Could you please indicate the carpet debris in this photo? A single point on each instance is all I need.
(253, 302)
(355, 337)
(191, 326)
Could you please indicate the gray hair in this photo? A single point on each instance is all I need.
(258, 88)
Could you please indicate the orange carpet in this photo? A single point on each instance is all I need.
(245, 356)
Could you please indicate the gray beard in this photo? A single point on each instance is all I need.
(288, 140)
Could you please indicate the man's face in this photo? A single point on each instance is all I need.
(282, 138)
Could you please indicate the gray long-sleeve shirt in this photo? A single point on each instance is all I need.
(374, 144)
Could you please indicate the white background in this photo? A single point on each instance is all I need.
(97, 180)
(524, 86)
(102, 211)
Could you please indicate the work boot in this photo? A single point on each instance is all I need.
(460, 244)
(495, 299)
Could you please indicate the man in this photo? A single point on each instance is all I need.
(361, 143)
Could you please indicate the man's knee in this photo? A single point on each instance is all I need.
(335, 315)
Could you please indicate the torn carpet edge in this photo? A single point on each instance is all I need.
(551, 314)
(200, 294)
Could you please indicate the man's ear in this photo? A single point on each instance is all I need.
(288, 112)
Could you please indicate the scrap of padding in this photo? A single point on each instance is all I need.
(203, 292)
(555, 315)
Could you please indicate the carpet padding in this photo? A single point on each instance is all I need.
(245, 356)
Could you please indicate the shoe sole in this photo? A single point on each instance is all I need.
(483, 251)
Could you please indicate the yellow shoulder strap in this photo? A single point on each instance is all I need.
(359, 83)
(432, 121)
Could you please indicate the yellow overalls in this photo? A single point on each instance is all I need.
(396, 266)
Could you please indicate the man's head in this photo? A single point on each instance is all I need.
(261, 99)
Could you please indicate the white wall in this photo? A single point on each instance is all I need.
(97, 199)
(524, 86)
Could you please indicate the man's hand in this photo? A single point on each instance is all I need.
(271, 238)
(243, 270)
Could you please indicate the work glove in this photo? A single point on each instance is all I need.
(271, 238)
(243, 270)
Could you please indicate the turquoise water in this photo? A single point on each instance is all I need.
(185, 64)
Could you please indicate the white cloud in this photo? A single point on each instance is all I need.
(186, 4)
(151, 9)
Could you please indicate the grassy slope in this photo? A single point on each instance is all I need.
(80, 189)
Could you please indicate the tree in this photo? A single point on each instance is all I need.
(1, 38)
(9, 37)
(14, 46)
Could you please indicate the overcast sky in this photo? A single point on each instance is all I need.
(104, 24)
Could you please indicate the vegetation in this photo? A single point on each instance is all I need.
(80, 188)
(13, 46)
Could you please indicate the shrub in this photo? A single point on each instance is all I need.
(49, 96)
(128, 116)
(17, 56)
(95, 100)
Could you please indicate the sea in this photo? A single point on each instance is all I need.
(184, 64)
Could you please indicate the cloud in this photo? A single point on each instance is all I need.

*-*-*

*Task description*
Transcribe exactly, and only, the lines from the one bearing "Could you please indicate the overcast" through the last line of the entries, counting both.

*Finished task*
Could you please indicate the overcast sky in this photo? A single point on each instance is all I need.
(104, 24)
Could you please indicate the vegetation in this photo? A single point on each instance is all I need.
(80, 188)
(13, 46)
Could you please indicate the shrub in this photo? A single point on each instance is all I need.
(49, 96)
(128, 116)
(17, 56)
(95, 100)
Could you please indicate the sea in this photo? A single point on each instance is all I need.
(184, 64)
Could you please indicate the cloud in this photo? A single point on each instance is all I need.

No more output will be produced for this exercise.